■ **Material to process**
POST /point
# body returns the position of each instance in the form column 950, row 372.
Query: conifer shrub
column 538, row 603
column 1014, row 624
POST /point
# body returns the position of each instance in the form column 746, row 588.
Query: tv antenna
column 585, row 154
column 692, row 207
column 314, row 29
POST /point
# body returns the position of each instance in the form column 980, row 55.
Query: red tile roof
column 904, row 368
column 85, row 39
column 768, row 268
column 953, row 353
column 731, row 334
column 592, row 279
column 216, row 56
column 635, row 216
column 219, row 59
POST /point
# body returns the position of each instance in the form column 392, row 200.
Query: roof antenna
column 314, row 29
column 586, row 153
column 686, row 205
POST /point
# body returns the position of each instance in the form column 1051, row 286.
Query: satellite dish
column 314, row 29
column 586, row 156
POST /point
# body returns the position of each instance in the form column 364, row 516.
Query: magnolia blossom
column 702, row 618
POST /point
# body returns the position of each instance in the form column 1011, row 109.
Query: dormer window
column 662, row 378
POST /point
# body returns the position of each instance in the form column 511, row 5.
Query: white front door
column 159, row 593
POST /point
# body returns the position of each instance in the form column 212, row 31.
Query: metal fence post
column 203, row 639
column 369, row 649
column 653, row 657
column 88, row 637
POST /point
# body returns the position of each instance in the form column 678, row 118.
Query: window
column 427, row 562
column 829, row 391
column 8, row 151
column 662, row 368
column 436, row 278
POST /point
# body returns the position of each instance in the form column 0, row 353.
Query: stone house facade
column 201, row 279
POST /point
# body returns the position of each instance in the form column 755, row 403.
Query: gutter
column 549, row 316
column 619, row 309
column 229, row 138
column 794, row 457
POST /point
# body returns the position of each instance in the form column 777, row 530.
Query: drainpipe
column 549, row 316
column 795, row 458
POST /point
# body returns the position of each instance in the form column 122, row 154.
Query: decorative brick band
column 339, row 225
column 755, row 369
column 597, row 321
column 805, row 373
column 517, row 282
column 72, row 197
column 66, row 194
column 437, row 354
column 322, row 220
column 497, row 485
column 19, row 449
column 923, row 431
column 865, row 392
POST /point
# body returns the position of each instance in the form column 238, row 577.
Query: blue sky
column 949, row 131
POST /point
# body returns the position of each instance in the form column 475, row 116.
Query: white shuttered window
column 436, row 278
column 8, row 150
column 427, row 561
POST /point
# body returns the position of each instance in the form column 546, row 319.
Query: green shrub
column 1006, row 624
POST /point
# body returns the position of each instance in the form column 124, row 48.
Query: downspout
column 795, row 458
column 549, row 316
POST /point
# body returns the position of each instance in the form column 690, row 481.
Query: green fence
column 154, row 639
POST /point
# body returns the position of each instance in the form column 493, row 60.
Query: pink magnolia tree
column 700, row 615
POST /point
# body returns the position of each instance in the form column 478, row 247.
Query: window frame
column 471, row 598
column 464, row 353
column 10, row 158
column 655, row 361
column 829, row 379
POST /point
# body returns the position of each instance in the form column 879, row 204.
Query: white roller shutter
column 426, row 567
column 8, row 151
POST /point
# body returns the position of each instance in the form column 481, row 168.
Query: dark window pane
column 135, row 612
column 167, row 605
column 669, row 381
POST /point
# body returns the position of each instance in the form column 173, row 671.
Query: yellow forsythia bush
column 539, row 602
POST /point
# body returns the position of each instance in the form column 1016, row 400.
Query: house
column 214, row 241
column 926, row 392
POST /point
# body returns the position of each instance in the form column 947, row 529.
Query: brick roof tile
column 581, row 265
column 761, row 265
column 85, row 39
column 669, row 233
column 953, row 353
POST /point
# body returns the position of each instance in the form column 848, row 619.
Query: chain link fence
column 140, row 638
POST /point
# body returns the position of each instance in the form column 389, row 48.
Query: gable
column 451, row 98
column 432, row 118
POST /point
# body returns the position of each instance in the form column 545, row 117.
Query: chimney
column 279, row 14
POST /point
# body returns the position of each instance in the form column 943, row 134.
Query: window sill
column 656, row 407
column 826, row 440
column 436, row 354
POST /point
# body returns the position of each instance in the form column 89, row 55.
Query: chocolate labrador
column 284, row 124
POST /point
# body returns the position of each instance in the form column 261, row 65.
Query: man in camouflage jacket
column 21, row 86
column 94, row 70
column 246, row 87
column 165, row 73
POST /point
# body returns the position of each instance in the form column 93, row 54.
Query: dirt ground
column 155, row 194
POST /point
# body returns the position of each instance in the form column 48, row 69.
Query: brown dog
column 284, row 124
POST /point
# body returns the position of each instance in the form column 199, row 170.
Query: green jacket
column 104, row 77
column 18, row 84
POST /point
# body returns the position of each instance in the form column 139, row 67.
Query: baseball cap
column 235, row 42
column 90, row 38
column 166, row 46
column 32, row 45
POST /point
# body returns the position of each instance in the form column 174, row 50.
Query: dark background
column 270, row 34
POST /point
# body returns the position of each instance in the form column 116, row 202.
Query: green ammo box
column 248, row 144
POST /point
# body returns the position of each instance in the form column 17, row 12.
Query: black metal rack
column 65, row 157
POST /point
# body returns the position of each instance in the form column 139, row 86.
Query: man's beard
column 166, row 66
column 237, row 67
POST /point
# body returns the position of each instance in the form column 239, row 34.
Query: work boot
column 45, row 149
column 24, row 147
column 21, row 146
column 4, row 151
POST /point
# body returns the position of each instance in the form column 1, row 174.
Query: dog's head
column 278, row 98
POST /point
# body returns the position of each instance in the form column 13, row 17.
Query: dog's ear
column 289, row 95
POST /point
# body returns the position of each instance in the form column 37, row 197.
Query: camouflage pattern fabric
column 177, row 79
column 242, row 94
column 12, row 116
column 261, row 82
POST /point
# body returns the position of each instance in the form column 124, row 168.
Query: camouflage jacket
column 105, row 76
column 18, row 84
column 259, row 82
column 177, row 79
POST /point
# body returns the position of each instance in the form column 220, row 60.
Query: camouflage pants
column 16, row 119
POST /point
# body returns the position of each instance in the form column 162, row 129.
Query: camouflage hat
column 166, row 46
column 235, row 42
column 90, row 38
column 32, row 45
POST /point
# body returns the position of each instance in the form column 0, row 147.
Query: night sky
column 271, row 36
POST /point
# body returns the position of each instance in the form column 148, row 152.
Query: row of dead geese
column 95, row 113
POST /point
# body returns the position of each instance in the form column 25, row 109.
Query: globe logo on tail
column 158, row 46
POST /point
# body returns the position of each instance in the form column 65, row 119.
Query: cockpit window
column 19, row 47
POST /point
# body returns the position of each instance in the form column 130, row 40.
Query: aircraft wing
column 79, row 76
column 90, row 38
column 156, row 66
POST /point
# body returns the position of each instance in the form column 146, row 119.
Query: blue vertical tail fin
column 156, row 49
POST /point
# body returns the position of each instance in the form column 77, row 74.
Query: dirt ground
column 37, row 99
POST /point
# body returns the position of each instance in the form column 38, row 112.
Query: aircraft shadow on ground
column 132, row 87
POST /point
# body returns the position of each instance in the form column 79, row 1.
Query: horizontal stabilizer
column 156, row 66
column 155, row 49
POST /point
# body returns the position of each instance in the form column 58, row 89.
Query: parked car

■ **Task objective**
Lines wanted from the listing above: the line with "879, row 204." up to and including the line with "943, row 134.". Please write them out exactly, adding nothing else.

■ **Exercise result**
# body returns the position of each instance in the form column 879, row 204.
Query: white roller shutter
column 426, row 567
column 8, row 151
POST /point
# body returns the position of each instance in the form column 481, row 168.
Query: dark window pane
column 135, row 612
column 167, row 605
column 669, row 381
POST /point
# body returns the position of each instance in the form column 173, row 671.
Query: yellow forsythia bush
column 539, row 602
POST /point
# body returns the position of each instance in the form column 1016, row 400.
Query: house
column 214, row 241
column 926, row 392
POST /point
# body returns the position of each instance in the form column 947, row 529.
Query: brick roof tile
column 581, row 265
column 761, row 265
column 85, row 39
column 669, row 233
column 953, row 353
POST /point
# body returns the position of each instance in the form column 848, row 619.
Query: chain link fence
column 140, row 638
POST /point
# body returns the position of each instance in the form column 389, row 48.
Query: gable
column 451, row 98
column 432, row 118
POST /point
# body returns the position of each instance in the form column 545, row 117.
Query: chimney
column 279, row 14
POST /point
# body returns the position of each instance in the form column 943, row 134.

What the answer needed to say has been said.